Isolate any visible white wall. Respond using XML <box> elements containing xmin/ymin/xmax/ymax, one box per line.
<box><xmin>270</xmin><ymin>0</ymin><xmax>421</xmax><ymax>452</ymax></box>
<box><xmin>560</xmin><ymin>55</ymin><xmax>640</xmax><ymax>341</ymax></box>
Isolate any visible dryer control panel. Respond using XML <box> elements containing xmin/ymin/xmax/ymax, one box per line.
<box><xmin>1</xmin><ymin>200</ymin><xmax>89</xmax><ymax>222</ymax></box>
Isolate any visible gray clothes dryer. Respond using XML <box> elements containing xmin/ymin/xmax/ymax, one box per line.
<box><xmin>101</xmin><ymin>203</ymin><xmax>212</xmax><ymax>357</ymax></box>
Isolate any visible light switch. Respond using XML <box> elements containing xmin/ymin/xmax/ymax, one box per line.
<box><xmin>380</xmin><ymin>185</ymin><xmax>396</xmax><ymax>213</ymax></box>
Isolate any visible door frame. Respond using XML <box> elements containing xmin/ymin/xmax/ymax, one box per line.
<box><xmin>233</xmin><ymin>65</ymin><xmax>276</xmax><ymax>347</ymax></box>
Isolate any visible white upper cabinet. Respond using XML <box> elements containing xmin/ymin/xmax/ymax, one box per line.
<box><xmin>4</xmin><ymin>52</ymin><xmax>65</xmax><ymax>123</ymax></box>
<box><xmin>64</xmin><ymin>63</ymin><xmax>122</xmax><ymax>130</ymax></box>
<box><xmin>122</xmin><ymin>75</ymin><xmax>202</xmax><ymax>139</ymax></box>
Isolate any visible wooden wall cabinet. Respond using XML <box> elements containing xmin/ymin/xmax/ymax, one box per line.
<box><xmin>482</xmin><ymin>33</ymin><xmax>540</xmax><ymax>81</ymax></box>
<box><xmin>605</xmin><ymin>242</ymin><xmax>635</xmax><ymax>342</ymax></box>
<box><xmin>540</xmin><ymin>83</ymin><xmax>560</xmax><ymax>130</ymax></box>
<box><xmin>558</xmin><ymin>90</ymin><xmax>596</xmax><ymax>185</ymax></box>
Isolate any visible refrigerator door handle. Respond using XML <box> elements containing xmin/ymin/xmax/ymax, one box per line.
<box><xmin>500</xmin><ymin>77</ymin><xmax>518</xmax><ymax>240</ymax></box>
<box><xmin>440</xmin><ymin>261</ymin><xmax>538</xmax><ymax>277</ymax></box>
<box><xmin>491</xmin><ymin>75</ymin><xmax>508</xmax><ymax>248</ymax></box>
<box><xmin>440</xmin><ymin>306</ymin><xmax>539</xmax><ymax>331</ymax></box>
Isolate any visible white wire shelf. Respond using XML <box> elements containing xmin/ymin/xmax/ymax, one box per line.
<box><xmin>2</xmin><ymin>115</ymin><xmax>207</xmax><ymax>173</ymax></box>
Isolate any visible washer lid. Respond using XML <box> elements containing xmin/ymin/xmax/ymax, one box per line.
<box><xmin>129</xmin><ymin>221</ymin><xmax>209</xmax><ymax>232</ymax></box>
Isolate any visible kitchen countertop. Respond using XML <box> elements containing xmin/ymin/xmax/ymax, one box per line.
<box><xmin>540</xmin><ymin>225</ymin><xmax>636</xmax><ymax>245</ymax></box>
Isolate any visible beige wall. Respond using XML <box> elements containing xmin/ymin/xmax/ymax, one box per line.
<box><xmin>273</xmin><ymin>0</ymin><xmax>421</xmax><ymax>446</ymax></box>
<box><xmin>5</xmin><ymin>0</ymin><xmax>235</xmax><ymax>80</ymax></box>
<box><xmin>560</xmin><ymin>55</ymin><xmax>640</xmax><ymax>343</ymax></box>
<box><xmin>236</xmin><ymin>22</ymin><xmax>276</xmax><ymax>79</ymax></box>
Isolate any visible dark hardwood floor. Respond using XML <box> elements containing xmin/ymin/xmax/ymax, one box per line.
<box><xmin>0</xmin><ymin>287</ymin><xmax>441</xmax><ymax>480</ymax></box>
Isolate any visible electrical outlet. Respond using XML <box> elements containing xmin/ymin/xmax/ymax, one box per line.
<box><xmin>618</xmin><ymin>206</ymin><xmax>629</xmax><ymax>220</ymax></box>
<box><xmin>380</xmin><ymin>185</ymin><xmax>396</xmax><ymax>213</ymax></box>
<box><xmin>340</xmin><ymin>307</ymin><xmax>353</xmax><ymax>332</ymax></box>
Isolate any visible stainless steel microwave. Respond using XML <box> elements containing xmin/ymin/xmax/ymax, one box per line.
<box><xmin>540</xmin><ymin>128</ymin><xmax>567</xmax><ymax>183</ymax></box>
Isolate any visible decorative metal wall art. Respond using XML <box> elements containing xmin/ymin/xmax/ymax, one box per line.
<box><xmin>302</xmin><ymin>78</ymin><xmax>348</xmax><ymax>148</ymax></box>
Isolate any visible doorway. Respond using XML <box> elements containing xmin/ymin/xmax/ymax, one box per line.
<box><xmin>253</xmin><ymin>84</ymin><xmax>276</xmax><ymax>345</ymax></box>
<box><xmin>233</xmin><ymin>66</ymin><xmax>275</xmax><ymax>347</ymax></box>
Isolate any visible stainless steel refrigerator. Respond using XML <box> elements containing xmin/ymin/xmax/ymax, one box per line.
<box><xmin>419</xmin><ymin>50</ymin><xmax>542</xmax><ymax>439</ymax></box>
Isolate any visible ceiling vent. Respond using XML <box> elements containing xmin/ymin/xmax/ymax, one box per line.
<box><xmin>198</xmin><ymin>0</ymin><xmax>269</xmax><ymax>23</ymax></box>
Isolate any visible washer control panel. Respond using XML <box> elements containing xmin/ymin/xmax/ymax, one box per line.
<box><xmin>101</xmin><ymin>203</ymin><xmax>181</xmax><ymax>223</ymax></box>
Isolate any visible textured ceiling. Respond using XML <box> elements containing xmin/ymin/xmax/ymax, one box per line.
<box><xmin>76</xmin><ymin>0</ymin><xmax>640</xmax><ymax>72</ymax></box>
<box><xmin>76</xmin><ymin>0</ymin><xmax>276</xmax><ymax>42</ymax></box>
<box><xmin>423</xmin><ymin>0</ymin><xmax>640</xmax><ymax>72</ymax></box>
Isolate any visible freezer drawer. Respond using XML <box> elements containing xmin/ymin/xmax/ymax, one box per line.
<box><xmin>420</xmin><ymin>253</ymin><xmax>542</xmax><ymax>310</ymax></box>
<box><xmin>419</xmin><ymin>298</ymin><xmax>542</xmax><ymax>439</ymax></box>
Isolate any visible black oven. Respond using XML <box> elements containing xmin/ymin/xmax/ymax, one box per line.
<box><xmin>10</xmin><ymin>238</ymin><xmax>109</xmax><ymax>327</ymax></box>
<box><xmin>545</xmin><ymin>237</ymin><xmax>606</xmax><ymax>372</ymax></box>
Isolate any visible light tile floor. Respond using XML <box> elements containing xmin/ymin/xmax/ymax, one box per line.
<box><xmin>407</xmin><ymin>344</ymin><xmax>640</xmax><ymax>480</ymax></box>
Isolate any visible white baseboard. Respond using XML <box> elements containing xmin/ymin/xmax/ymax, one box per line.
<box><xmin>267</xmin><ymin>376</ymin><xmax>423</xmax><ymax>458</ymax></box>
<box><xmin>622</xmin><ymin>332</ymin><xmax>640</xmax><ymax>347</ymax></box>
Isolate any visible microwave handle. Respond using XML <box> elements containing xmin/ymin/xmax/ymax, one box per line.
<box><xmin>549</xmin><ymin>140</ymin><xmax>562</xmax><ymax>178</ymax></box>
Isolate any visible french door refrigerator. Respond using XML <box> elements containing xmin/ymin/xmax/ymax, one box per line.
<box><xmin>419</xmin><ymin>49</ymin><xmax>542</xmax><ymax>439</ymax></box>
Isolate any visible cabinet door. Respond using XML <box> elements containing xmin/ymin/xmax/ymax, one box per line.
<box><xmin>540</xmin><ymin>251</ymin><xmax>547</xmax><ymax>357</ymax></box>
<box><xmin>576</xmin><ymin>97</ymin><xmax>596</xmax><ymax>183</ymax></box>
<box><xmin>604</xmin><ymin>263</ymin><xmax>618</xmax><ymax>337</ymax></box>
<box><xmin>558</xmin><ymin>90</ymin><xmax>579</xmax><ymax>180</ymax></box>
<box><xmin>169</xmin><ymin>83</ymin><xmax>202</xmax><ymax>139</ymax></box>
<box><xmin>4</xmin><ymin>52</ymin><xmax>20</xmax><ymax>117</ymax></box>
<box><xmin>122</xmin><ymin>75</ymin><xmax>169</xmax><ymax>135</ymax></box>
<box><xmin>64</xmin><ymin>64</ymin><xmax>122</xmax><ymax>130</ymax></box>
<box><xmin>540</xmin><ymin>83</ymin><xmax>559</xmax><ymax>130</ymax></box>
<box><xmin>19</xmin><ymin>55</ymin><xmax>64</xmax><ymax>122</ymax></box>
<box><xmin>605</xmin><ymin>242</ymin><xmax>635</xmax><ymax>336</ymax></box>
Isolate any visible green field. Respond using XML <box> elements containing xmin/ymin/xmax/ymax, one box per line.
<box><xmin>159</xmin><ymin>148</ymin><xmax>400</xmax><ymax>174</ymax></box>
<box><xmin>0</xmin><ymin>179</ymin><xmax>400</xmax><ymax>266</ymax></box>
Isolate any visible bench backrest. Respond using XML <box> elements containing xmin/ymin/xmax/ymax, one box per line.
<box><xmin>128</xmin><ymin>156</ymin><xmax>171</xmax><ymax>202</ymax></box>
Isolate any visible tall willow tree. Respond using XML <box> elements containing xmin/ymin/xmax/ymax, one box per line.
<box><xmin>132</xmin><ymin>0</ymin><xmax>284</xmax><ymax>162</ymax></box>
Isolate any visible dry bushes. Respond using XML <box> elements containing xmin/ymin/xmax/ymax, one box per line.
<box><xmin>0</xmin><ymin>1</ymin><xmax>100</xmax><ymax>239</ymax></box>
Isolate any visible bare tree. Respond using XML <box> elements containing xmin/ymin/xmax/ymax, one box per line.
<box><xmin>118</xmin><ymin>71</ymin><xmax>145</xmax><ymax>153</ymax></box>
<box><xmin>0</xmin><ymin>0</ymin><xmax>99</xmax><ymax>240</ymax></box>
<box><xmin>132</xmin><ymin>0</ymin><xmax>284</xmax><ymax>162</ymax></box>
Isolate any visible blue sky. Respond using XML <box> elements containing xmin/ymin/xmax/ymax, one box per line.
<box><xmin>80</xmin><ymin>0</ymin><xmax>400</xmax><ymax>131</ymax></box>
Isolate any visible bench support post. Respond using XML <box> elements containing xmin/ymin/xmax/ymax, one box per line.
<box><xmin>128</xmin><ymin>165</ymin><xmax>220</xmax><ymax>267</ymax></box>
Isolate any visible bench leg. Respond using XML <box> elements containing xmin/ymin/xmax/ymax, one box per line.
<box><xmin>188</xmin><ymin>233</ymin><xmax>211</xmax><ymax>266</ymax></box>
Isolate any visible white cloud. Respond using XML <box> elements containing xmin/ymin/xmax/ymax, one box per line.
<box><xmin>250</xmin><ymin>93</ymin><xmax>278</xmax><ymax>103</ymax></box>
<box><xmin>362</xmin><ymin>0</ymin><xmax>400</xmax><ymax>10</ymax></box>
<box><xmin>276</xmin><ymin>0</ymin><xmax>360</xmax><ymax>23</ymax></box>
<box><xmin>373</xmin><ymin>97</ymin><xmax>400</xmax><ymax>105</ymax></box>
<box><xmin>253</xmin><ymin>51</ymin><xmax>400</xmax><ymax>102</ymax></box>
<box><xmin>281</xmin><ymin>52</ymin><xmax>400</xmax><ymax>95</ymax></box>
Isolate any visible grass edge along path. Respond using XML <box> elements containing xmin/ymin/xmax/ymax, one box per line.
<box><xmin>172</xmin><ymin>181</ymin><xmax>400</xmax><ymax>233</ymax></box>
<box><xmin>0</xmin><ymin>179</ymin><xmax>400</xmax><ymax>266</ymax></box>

WRITTEN TASK:
From the "Isolate any visible tall" line to the close of the listing, restate each line word for word.

OUTPUT BELOW:
Isolate any visible tall willow tree. Respond using XML <box> elements containing xmin/ymin/xmax/ymax, one box per line.
<box><xmin>132</xmin><ymin>0</ymin><xmax>284</xmax><ymax>162</ymax></box>
Isolate any visible dry bushes. Respond using XML <box> elements containing xmin/ymin/xmax/ymax, one box per line.
<box><xmin>0</xmin><ymin>1</ymin><xmax>100</xmax><ymax>239</ymax></box>
Isolate any visible bare tree. Respond using XML <box> elements containing xmin/ymin/xmax/ymax, one box per line.
<box><xmin>118</xmin><ymin>71</ymin><xmax>145</xmax><ymax>153</ymax></box>
<box><xmin>0</xmin><ymin>0</ymin><xmax>99</xmax><ymax>240</ymax></box>
<box><xmin>132</xmin><ymin>0</ymin><xmax>284</xmax><ymax>162</ymax></box>
Isolate any visible blue sky. Respond using XML <box> elements containing xmin/ymin/xmax/ymax, one box per line.
<box><xmin>80</xmin><ymin>0</ymin><xmax>400</xmax><ymax>131</ymax></box>
Isolate any visible bench support post. Respond using XML <box> elements containing xmin/ymin/xmax/ymax, one box per line.
<box><xmin>128</xmin><ymin>165</ymin><xmax>220</xmax><ymax>267</ymax></box>
Isolate any visible bench leg. Respond using XML <box> elements containing xmin/ymin/xmax/ymax, one box per line.
<box><xmin>188</xmin><ymin>233</ymin><xmax>211</xmax><ymax>266</ymax></box>
Isolate any visible white cloud. Respond using XML <box> elements containing xmin/ymin/xmax/ymax, one box per line.
<box><xmin>250</xmin><ymin>93</ymin><xmax>278</xmax><ymax>103</ymax></box>
<box><xmin>362</xmin><ymin>0</ymin><xmax>400</xmax><ymax>10</ymax></box>
<box><xmin>276</xmin><ymin>0</ymin><xmax>360</xmax><ymax>23</ymax></box>
<box><xmin>373</xmin><ymin>97</ymin><xmax>400</xmax><ymax>105</ymax></box>
<box><xmin>253</xmin><ymin>51</ymin><xmax>400</xmax><ymax>102</ymax></box>
<box><xmin>281</xmin><ymin>52</ymin><xmax>400</xmax><ymax>95</ymax></box>
Isolate any visible grass edge along path. Respond using XML <box> elements containing xmin/ymin/xmax/ymax, one box per line.
<box><xmin>172</xmin><ymin>181</ymin><xmax>400</xmax><ymax>233</ymax></box>
<box><xmin>0</xmin><ymin>179</ymin><xmax>400</xmax><ymax>266</ymax></box>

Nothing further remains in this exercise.